Natural-language object grounding data
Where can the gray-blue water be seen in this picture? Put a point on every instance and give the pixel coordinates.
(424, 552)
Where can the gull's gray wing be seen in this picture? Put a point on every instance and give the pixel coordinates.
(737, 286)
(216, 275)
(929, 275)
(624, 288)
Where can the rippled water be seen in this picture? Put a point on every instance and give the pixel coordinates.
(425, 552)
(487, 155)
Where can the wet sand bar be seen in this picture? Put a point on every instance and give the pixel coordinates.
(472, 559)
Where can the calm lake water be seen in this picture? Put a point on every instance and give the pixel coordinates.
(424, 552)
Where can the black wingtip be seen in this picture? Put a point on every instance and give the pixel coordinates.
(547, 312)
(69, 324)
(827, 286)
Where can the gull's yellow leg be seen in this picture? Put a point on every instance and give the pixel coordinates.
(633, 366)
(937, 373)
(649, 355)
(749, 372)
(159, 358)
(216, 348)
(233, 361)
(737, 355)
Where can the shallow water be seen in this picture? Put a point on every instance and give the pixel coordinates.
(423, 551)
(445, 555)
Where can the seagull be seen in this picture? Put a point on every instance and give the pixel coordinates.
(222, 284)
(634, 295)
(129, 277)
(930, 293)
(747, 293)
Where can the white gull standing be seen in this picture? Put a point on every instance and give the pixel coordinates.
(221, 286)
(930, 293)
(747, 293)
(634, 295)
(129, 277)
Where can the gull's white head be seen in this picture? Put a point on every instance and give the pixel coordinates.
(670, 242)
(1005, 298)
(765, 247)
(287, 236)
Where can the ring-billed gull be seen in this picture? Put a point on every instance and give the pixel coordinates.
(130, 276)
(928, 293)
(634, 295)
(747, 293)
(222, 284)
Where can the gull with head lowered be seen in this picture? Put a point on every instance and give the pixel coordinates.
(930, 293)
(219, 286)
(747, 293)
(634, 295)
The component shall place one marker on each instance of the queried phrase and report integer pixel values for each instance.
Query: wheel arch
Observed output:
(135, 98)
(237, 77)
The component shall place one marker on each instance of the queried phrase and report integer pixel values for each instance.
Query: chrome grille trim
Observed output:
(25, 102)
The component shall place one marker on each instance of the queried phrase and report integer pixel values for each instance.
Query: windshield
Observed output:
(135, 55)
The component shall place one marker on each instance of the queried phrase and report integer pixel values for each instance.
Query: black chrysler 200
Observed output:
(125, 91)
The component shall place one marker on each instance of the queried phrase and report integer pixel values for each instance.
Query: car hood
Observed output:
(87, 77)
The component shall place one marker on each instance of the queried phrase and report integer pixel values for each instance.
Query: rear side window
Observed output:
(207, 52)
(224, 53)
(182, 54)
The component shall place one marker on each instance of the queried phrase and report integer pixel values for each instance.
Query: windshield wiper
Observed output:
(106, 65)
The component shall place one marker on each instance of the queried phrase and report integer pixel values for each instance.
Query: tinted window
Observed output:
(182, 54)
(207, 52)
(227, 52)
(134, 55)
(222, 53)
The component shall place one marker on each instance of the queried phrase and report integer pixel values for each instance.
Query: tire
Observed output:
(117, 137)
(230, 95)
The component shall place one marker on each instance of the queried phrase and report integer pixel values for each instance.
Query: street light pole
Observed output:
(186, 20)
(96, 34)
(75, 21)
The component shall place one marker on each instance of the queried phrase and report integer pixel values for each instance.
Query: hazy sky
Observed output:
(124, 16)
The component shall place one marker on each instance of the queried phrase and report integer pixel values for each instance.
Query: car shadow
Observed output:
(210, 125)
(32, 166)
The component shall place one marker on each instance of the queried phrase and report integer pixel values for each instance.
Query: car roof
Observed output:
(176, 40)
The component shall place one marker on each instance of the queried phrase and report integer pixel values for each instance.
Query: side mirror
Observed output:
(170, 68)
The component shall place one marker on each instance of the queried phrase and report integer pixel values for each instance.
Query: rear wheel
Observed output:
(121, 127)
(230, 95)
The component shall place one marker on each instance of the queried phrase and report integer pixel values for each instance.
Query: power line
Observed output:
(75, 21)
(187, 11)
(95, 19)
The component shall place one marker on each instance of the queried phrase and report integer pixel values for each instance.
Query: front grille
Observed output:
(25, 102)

YOUR GOAL:
Wherever a line of the data above contains "side", copy that line.

RESPONSE AREA:
Query: rear side window
Query: side mirror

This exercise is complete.